[FOM] The irrelevance of Friedman's polemics and results
hzenilc at gmail.com
Thu Jan 26 20:51:41 EST 2006
On 1/27/06, Eray Ozkural <examachine at gmail.com> wrote:
> Has there been any attempt to
> objectively distinguish natural statements from unnatural
> statements, without appeal to authority?
For example, I have heard that, from the independence of the continuum
hypothesis from ZF, it is "more natural" to add some weaker axioms to
proof that the continuum has aleph_2 cardinality and in fact that
there is a technical definition about what does "more natural" mean in
such framework (and maybe in other mathematical branches). Even when
it seems (at least for me) to be "more natural" to consider the
continuum as aleph_1 simply because I cannot imagine a set with
cardinality between rational and irrational numbers (even when I heard
an explanation about how does that set could be seen as a set of
functions between those sets). I think my "more natural" view is
basically based on what did I learn as mathematician in the school.

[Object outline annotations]

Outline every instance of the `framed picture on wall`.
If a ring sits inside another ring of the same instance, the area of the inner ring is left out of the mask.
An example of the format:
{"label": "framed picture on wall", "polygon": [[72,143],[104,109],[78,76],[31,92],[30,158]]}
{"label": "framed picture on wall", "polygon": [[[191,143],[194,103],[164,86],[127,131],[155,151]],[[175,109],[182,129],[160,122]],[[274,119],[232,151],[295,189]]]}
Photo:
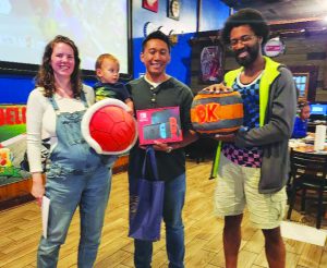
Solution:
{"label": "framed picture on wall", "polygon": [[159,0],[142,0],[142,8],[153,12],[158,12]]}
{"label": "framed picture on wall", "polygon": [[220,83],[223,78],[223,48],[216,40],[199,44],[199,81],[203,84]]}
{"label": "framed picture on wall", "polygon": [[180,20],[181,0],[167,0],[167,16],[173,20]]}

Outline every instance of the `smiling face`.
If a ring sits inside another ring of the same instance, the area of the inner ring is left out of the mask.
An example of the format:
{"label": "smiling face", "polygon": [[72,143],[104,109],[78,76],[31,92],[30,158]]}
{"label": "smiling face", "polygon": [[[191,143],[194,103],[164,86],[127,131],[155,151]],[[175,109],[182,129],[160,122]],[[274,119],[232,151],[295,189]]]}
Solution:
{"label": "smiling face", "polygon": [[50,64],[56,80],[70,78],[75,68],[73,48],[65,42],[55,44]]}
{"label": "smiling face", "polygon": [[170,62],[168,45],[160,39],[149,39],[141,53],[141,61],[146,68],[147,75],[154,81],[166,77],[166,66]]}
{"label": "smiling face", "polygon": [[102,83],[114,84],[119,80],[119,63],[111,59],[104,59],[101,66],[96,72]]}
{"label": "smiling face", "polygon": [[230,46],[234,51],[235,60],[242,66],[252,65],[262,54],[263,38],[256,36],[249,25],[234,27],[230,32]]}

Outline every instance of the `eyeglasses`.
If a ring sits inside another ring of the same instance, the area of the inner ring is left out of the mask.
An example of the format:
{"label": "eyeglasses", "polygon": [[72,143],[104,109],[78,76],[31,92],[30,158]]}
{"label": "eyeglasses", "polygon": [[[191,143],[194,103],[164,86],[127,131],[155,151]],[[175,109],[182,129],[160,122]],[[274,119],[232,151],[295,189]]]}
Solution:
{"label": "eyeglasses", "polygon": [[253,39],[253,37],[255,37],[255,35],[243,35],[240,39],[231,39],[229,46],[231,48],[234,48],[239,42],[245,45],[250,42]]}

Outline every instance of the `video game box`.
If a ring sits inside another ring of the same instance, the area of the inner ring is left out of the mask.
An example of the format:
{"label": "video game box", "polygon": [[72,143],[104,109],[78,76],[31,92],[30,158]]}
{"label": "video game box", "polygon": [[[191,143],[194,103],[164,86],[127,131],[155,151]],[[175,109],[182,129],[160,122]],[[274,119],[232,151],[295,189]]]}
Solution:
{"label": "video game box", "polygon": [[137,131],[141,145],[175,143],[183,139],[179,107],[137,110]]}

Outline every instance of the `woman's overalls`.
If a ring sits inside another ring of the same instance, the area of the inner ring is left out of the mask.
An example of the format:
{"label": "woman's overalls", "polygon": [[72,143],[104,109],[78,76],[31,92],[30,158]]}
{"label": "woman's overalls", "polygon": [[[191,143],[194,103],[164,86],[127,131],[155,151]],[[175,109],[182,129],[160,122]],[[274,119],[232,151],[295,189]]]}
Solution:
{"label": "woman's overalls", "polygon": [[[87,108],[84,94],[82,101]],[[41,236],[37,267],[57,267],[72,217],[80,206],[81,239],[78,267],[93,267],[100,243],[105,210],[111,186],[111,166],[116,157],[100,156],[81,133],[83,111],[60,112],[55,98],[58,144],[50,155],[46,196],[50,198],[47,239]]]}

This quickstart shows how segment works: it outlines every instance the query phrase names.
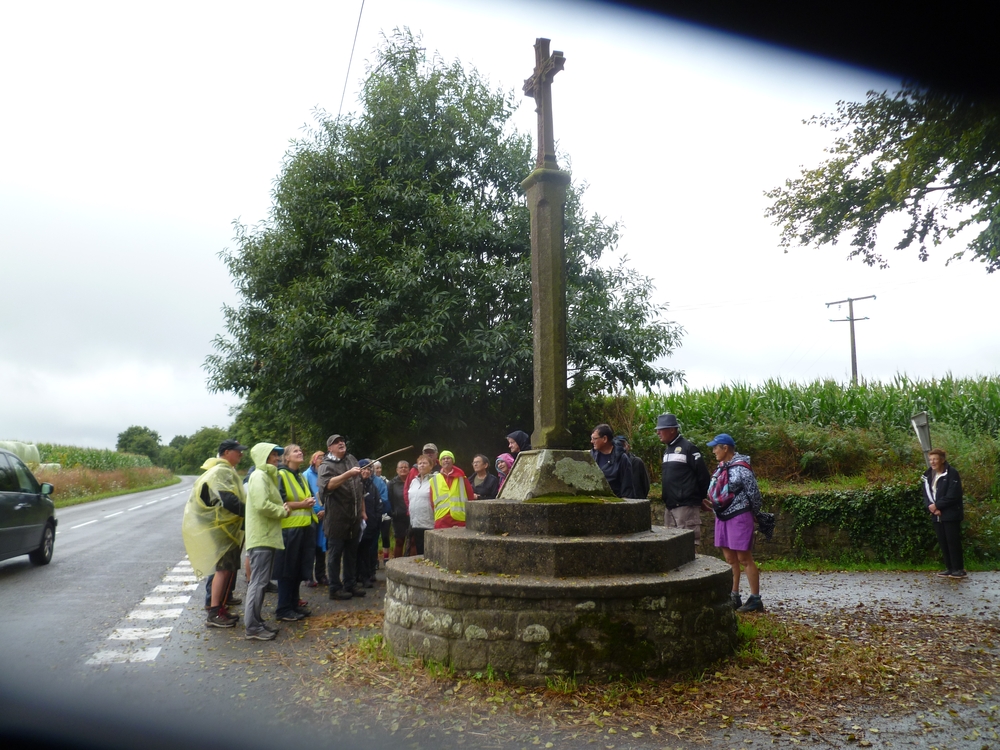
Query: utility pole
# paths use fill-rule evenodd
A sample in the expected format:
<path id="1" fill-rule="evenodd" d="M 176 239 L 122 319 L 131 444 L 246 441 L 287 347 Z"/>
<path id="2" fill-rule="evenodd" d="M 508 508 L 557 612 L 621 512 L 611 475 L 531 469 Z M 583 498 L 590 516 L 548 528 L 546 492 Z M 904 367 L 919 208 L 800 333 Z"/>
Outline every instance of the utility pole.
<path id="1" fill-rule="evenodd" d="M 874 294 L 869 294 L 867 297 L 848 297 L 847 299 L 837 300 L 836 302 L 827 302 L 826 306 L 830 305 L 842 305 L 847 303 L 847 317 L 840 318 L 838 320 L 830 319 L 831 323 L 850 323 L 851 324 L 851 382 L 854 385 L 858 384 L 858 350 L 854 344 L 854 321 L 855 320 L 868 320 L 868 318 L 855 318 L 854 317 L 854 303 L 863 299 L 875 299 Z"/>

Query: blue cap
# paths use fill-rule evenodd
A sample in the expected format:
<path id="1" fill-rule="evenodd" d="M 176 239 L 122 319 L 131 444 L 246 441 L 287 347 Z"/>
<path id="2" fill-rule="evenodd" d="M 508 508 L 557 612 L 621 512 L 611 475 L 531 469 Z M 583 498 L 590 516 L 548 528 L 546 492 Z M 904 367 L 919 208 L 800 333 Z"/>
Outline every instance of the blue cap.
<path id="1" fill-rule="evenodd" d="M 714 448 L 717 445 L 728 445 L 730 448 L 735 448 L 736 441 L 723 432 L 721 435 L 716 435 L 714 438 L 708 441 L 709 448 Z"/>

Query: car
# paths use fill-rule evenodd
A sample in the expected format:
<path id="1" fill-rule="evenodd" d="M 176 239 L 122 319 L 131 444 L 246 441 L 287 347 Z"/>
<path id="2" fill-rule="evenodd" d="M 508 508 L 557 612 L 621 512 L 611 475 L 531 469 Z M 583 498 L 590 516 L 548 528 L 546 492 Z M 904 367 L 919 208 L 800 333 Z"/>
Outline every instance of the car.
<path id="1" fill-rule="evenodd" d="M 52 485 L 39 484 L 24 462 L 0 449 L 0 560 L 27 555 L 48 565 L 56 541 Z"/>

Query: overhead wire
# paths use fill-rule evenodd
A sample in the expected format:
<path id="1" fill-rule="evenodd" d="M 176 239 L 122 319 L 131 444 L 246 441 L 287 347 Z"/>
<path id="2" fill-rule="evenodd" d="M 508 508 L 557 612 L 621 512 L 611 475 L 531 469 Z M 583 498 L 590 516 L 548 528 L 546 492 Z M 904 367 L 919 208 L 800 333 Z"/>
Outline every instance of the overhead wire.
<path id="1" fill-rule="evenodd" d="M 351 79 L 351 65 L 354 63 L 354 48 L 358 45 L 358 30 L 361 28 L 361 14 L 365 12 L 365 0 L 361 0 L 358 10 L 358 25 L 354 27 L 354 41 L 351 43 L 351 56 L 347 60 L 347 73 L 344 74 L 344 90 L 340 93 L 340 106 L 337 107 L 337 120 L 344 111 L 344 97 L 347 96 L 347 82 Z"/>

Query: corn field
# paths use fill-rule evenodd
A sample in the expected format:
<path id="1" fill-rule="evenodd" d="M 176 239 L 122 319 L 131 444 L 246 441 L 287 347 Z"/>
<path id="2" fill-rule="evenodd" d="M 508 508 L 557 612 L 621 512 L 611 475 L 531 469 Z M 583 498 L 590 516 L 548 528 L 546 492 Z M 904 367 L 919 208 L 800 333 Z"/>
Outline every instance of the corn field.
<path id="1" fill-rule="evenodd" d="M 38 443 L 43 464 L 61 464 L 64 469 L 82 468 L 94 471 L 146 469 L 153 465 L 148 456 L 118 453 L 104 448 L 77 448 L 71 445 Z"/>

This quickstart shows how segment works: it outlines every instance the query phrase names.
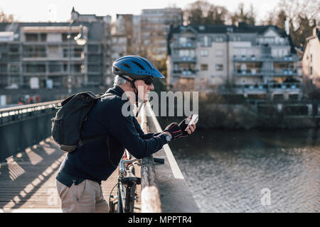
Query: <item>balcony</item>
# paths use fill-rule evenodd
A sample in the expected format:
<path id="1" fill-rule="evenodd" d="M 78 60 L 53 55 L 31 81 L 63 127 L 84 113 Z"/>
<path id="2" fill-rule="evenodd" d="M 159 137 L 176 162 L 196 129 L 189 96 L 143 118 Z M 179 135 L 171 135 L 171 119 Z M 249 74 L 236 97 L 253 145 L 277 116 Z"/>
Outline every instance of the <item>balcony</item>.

> Complete the following:
1 – Transcribe the forum post word for word, starting with "For example, I" and going on through "in the school.".
2 – In the forum post, what cardinality does the writer say seems more natural to them for the continuum?
Rely only on the forum post to work through what comes next.

> Solved tasks:
1 –
For example, I have heard that, from the independence of the continuum
hypothesis from ZF, it is "more natural" to add some weaker axioms to
proof that the continuum has aleph_2 cardinality and in fact that
there is a technical definition about what does "more natural" mean in
such framework (and maybe in other mathematical branches). Even when
it seems (at least for me) to be "more natural" to consider the
continuum as aleph_1 simply because I cannot imagine a set with
cardinality between rational and irrational numbers (even when I heard
an explanation about how does that set could be seen as a set of
functions between those sets). I think my "more natural" view is
basically based on what did I learn as mathematician in the school.

2 – aleph_1